● **Exercise instructions**: According to the Pray for Mojo article, what does AllMusic say makes the band special? Answer in one to three sentences.

Studio album by Mustard Plug
- Released: March 16, 1999
- Recorded: January 1999 (at The Blasting Room, Fort Collins, Colorado.)
- Genre: Ska
- Length: 32:59
- Label: Hopeless Records
- Producer: Bill Stevenson Stephen Egerton Jason Livermore

Mustard Plug chronology
| Evildoers Beware! (1997) | Pray for Mojo (1999) | Yellow #5 (2002) |

= Pray for Mojo =

Pray for Mojo is a 1999 album by the American ska punk band Mustard Plug. The title comes from an episode of The Simpsons, "Girly Edition", which first aired in April 1998.

Professional ratings
Review scores
| Source | Rating |
| AllMusic | Star Half star |
| PopMatters | 6.8/10 |

==Critical reception==
AllMusic wrote that "what makes this ska core group special is the fabulous horn section of trumpeter Brandon Jenison and trombonist Jim Hofer." The New Haven Register called the album "pop with sharp enough hooks and plenty of enthusiasm, and maybe a little bit of maturity..."

● **Records shown**:

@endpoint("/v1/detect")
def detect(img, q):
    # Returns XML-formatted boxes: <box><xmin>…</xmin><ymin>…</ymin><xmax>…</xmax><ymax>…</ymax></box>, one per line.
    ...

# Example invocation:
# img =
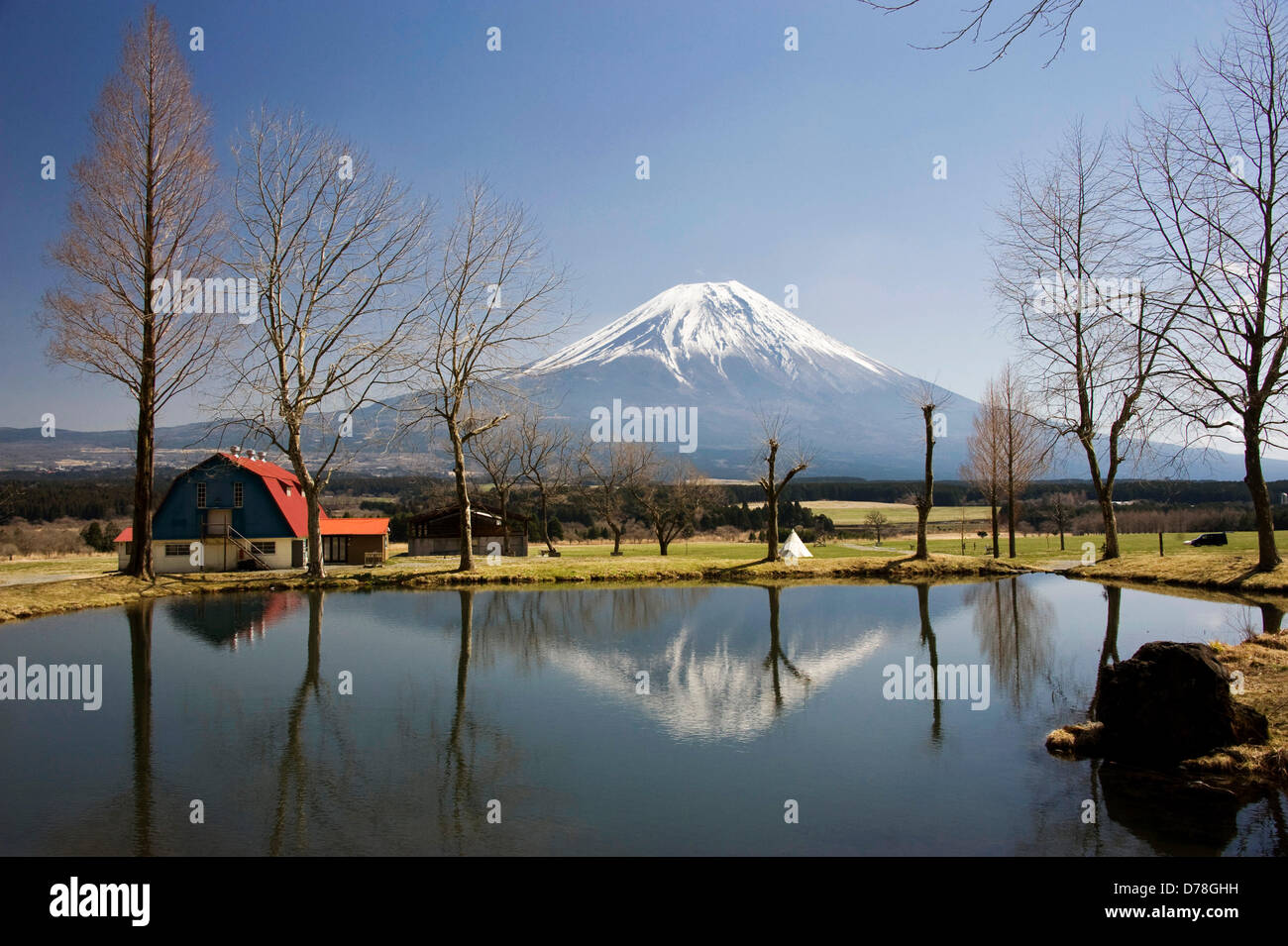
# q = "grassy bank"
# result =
<box><xmin>0</xmin><ymin>542</ymin><xmax>1018</xmax><ymax>623</ymax></box>
<box><xmin>1185</xmin><ymin>631</ymin><xmax>1288</xmax><ymax>788</ymax></box>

● **Exercise output**: AllMusic says the band stands out because of its "fabulous horn section," made up of trumpeter Brandon Jenison and trombonist Jim Hofer.